STUDY TEXT »
□ □ □ □

As the rapid spread of the novel coronavirus has pushed millions indoors, we are increasingly turning to videoconferencing solutions for every random meetup, formal meeting, or online class.
It is often in the worst of situations, that humans adapted to the best of inventions. A craving for human interaction has so fuelled the use of platforms such as Zoom, and the abundance of applications available by big tech companies.
While these are means to stay connected through the pandemic, each of these services has its fair share of barriers. It could be limited participants, throttling duration, or the worst of all – stealing your data.
Enter 'Jitsi Meet,' a state-of-the-art free and open source project that deploys a scalable and secure video conferencing solution for all the social activities you have been missing. By making it an open-source project that runs on Java WebRTC application, the creators have provided an option for developers to work on the code, improve quality, and develop better iterations of the product.
Jitsi has no limit on the number of participants or the duration of calls, and the user will never be asked to create an account whatsoever. All you need to do is to create a string of characters to start a new meeting or join one that already exists.

□ □ □ □

Data for pointing at described regions »

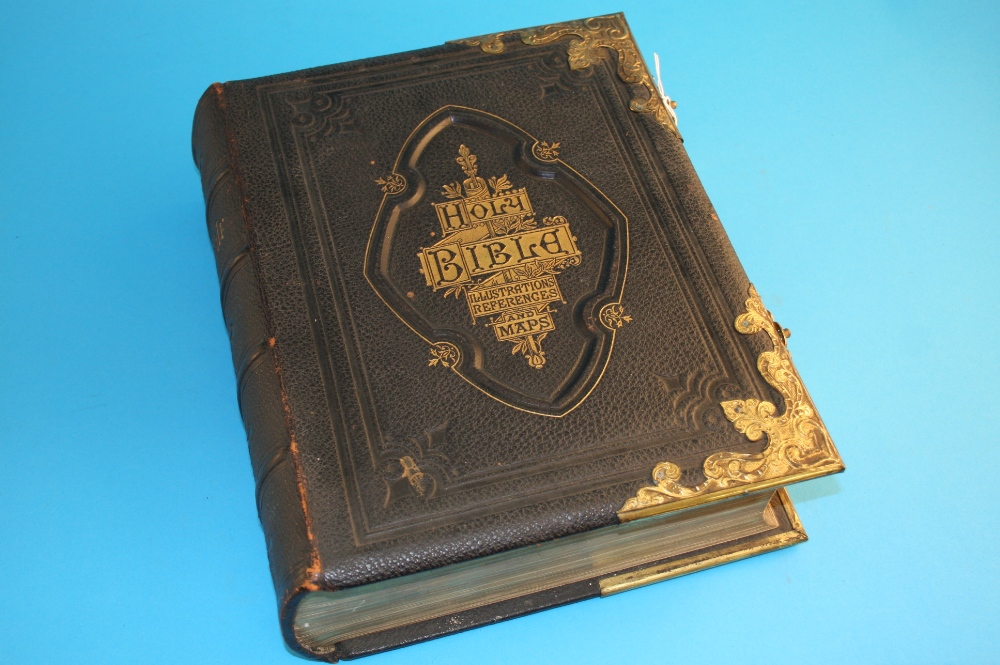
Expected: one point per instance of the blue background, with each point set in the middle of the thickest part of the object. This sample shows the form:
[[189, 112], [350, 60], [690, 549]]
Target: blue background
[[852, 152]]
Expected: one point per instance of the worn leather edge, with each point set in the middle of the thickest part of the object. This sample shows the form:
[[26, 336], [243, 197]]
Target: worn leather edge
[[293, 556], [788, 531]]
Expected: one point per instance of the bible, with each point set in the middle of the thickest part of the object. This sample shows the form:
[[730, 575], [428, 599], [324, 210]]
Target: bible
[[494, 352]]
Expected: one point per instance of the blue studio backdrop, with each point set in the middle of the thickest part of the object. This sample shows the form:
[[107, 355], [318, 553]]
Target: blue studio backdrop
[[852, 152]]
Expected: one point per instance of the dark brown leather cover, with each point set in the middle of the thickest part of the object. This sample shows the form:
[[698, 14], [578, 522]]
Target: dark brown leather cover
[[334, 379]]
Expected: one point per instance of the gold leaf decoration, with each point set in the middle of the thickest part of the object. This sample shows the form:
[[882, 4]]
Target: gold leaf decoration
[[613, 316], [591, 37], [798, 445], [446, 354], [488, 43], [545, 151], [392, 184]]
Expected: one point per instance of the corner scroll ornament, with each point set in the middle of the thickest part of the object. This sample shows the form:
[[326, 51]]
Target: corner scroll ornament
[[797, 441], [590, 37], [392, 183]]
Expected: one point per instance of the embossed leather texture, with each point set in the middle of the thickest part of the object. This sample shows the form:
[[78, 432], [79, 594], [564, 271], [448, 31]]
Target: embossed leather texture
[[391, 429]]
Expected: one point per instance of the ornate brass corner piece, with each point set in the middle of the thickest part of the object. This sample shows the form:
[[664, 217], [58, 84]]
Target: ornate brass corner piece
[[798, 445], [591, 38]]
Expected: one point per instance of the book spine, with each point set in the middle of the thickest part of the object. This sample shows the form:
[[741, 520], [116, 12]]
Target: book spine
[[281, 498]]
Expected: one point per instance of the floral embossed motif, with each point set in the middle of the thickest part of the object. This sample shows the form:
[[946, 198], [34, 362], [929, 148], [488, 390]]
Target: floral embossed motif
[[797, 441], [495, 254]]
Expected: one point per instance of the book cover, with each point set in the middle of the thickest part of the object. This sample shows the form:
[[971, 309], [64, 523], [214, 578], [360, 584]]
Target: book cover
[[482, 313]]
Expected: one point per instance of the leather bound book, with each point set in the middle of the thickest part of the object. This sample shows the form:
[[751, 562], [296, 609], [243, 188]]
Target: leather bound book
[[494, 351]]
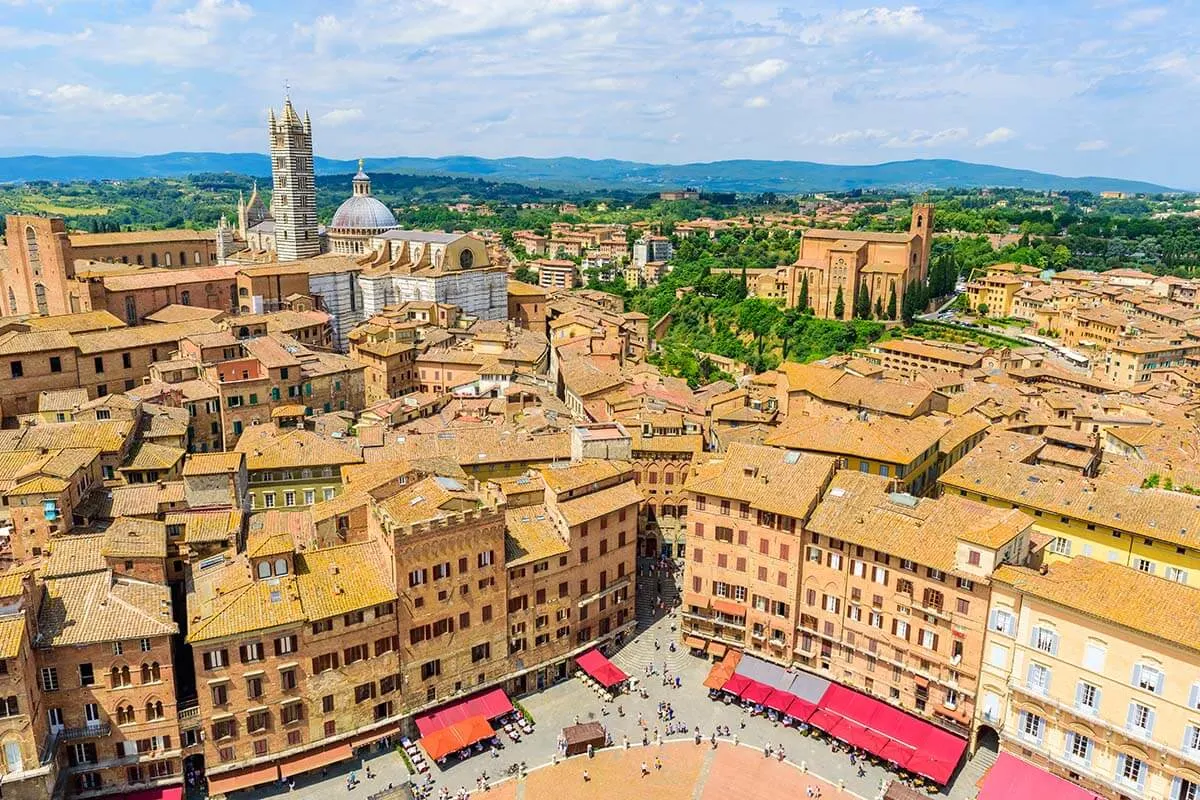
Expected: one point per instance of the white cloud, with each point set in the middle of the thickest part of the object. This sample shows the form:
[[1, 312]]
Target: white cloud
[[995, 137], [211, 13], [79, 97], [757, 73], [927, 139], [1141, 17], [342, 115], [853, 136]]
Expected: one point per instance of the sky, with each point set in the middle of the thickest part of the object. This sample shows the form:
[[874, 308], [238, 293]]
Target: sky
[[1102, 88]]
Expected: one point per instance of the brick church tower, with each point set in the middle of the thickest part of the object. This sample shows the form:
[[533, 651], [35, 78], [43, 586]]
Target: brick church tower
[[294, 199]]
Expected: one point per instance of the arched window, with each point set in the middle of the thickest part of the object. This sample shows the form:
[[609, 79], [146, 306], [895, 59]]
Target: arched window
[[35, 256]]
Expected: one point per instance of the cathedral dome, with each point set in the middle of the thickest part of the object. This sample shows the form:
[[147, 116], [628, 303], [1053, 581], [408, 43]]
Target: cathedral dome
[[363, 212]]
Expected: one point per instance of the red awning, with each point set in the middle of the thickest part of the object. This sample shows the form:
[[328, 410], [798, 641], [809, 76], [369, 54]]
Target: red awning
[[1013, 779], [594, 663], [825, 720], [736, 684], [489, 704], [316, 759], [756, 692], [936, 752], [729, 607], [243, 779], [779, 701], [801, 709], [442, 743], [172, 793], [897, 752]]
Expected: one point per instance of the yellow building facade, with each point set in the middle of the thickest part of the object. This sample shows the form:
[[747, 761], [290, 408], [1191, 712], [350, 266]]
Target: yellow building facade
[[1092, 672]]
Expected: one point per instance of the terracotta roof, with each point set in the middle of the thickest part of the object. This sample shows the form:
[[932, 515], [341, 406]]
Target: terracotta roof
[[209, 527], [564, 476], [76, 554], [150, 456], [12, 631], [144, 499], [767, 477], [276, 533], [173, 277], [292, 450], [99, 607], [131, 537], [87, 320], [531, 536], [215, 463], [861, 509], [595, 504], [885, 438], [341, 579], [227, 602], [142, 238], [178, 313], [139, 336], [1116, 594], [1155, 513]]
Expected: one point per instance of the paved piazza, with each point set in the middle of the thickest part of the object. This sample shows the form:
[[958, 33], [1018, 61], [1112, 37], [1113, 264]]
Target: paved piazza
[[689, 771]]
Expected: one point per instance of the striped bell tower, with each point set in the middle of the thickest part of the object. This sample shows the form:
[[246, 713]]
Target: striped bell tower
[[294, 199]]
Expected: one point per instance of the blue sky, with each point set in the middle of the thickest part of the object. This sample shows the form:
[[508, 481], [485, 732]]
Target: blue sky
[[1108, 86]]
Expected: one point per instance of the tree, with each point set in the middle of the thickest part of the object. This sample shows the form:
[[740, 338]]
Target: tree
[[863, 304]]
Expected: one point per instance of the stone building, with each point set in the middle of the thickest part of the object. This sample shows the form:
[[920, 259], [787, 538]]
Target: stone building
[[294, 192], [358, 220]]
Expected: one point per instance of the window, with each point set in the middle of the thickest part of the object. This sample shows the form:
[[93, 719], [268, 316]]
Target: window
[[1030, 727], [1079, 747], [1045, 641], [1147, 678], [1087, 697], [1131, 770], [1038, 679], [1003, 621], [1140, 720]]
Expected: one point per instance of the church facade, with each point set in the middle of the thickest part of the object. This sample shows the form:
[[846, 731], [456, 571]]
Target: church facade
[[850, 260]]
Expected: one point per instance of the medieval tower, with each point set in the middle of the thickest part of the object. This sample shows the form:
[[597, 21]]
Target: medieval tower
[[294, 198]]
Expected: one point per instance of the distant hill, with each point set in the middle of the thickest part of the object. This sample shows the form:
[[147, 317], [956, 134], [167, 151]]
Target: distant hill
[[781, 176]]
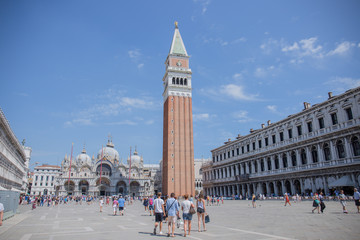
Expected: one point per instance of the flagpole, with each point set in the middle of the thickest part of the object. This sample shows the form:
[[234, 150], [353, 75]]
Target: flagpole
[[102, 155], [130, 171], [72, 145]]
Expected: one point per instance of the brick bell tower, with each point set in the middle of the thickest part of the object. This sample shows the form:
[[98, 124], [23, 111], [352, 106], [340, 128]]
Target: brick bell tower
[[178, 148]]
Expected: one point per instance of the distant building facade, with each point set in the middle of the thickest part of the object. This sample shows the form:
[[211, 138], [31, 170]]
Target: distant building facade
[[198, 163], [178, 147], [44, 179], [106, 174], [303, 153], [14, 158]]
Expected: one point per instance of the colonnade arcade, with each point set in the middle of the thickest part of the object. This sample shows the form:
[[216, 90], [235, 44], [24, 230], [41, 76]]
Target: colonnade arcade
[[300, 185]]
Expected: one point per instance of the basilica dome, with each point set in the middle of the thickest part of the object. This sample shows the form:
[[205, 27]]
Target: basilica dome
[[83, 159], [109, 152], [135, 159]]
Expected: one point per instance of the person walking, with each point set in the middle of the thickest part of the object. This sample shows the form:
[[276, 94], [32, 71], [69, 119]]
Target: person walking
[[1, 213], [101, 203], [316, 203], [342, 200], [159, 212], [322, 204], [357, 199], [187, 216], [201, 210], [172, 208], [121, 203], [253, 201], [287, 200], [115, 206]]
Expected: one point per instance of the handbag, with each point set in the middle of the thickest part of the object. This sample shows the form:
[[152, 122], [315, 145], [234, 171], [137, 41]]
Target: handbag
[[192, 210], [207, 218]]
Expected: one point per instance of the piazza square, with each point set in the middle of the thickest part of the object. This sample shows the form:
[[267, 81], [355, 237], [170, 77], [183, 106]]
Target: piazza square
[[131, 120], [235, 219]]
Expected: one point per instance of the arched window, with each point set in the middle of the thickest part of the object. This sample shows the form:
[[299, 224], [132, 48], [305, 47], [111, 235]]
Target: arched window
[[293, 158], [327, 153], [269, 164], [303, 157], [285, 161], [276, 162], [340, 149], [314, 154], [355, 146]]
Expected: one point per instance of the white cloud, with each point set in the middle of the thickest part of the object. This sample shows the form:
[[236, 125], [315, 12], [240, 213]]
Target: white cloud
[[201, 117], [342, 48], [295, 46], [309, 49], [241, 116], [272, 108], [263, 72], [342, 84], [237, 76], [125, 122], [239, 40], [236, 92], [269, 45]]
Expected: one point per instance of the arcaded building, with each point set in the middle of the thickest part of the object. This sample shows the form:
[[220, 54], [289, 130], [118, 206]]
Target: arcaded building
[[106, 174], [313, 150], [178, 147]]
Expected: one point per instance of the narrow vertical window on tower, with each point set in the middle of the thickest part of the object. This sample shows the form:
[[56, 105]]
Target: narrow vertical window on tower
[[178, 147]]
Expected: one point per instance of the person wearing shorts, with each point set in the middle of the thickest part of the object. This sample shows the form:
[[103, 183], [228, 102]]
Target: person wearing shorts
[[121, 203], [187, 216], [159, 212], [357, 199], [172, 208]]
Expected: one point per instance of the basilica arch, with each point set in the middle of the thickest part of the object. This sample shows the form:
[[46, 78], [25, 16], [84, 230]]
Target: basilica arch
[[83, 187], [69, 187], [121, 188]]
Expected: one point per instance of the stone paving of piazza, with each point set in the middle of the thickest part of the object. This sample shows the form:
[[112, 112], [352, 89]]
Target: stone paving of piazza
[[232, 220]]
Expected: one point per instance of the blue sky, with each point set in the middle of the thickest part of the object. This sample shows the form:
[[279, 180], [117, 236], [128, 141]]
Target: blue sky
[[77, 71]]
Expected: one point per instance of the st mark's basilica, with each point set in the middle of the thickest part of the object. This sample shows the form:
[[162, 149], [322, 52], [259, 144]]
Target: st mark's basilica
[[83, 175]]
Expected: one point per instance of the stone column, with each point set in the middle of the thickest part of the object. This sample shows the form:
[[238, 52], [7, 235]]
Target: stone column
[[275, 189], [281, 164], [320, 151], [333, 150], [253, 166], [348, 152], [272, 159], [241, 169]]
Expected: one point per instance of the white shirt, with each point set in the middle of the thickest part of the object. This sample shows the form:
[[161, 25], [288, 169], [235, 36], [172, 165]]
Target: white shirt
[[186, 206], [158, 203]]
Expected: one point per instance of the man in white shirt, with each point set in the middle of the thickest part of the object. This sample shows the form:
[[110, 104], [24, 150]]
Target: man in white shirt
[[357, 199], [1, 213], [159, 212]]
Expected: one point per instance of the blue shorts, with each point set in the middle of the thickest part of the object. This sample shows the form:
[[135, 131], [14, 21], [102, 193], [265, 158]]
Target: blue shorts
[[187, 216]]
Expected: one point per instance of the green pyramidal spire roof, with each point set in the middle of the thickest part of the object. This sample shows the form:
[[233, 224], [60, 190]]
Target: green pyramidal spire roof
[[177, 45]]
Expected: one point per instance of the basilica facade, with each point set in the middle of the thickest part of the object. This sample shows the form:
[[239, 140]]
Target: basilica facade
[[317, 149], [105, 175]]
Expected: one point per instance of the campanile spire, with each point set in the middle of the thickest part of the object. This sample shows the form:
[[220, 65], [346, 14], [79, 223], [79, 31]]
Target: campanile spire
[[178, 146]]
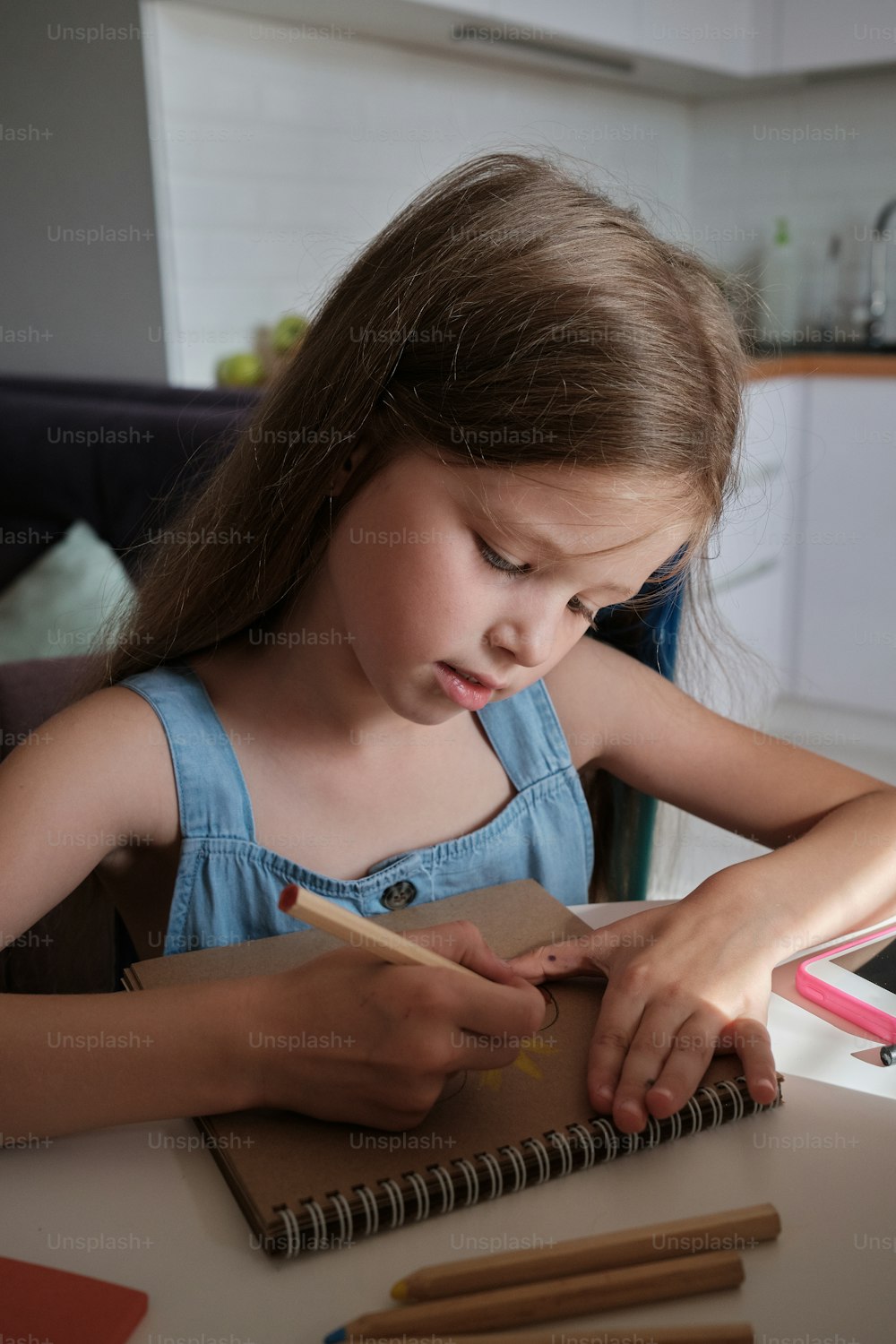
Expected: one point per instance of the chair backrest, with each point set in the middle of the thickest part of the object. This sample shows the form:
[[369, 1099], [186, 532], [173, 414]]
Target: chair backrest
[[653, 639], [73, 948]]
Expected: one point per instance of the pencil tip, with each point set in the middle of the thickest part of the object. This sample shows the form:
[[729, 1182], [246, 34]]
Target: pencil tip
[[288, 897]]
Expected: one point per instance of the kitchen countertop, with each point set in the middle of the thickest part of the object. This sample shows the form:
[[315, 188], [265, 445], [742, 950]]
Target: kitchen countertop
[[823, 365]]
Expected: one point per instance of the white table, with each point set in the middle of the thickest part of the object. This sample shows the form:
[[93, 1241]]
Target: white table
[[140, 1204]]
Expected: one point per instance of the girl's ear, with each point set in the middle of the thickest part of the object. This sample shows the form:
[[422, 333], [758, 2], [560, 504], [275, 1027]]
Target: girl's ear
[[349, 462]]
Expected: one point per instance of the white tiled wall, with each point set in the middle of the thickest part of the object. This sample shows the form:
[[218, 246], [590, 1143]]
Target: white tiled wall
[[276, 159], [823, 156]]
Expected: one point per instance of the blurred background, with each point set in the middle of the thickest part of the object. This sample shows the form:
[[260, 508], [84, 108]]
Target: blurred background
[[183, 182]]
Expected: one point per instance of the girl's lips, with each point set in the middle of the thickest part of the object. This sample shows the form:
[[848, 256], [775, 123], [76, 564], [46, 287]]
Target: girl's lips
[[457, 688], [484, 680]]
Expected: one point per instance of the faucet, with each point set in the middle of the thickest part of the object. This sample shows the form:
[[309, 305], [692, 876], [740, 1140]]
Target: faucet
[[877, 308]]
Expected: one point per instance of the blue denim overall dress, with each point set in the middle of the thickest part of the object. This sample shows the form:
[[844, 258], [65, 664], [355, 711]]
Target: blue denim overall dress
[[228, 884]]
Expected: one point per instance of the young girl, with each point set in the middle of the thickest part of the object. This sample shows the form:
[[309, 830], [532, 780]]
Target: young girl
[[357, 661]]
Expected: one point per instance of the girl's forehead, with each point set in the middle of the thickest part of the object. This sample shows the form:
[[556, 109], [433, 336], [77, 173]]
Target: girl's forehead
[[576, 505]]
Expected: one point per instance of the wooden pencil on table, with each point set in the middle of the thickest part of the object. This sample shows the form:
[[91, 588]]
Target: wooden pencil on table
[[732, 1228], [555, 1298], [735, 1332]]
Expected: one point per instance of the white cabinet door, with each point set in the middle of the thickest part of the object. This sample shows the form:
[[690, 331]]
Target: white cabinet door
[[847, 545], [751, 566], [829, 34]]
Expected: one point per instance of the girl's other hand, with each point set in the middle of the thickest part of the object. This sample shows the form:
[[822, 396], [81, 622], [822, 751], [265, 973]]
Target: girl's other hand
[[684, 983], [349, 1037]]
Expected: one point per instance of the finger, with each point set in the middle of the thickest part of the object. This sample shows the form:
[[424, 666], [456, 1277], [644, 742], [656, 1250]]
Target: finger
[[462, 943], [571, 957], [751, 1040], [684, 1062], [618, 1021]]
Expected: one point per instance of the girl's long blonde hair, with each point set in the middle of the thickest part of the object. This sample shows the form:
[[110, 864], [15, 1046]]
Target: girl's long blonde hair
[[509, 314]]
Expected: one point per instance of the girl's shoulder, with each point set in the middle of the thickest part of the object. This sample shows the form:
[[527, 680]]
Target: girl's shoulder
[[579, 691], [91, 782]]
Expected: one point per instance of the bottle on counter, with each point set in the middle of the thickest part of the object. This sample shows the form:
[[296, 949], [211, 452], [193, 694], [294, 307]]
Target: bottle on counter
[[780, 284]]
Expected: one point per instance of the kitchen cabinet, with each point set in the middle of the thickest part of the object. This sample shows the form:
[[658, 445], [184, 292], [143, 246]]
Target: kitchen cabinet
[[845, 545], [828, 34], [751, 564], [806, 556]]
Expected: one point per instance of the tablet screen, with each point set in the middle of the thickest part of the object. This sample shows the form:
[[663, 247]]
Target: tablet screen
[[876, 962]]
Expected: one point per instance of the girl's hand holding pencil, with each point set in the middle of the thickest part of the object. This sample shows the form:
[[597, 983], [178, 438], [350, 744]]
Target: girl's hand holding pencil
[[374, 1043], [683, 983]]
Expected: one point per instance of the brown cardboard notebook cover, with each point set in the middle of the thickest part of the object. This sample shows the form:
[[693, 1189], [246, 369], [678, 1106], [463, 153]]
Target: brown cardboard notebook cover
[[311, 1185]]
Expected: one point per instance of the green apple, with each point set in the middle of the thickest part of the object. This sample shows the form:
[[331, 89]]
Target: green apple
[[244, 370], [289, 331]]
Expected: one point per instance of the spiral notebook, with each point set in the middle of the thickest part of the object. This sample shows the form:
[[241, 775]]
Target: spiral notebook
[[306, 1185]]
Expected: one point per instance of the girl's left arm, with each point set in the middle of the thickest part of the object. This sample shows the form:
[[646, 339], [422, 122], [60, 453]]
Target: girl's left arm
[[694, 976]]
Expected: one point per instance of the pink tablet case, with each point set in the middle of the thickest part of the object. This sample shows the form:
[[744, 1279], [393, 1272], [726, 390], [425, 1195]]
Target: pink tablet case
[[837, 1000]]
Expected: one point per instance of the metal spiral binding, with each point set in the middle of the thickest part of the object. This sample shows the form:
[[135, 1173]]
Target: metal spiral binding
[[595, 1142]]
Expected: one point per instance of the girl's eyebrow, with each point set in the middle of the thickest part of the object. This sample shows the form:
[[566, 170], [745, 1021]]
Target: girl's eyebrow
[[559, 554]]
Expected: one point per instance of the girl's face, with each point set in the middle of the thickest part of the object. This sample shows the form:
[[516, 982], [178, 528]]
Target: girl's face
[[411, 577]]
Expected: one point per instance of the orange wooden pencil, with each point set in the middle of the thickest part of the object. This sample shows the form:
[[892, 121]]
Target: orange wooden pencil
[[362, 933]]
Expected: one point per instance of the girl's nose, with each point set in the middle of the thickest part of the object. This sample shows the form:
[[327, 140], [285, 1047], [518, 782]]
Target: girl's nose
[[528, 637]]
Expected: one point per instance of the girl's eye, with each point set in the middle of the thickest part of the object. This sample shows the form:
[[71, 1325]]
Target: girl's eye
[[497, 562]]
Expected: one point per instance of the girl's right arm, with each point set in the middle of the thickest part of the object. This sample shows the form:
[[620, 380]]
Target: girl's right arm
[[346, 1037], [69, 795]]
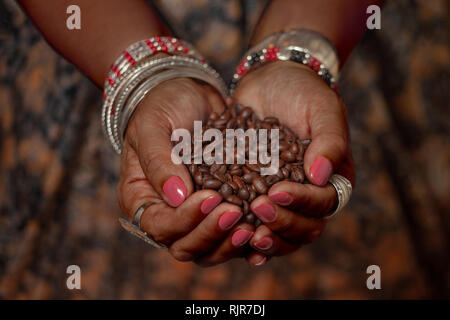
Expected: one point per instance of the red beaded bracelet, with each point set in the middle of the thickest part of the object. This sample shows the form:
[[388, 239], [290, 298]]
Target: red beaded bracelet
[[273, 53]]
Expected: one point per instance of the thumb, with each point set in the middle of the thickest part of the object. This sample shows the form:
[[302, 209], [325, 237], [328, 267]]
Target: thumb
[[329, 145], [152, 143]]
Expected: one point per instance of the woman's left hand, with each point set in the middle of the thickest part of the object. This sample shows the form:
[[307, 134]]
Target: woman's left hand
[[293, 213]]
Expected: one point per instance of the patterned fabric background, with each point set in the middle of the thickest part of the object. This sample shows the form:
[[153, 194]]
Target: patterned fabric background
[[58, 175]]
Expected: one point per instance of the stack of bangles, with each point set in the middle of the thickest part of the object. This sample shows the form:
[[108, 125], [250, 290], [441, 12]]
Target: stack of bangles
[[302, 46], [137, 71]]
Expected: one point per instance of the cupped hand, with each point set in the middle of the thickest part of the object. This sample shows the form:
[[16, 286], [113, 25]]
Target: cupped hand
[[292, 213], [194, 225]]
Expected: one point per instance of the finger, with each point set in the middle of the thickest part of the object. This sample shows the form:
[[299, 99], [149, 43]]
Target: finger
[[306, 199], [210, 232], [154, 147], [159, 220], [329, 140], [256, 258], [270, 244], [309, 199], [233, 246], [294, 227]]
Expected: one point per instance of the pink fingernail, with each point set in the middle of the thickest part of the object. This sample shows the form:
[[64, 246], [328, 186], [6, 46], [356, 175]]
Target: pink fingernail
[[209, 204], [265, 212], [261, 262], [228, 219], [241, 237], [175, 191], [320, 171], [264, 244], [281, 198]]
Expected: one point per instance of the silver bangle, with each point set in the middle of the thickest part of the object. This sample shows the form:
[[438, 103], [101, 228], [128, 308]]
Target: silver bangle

□ □ □ □

PROMPT 1 »
Retype the portion of the Jitsi Meet text starting at "While these are" and ending at "of the product.".
PROMPT 2 »
According to the Jitsi Meet text, what must a user create to start a new meeting?

TASK RESULT 1 »
While these are means to stay connected through the pandemic, each of these services has its fair share of barriers. It could be limited participants, throttling duration, or the worst of all – stealing your data.
Enter 'Jitsi Meet,' a state-of-the-art free and open source project that deploys a scalable and secure video conferencing solution for all the social activities you have been missing. By making it an open-source project that runs on Java WebRTC application, the creators have provided an option for developers to work on the code, improve quality, and develop better iterations of the product.

TASK RESULT 2 »
A string of characters.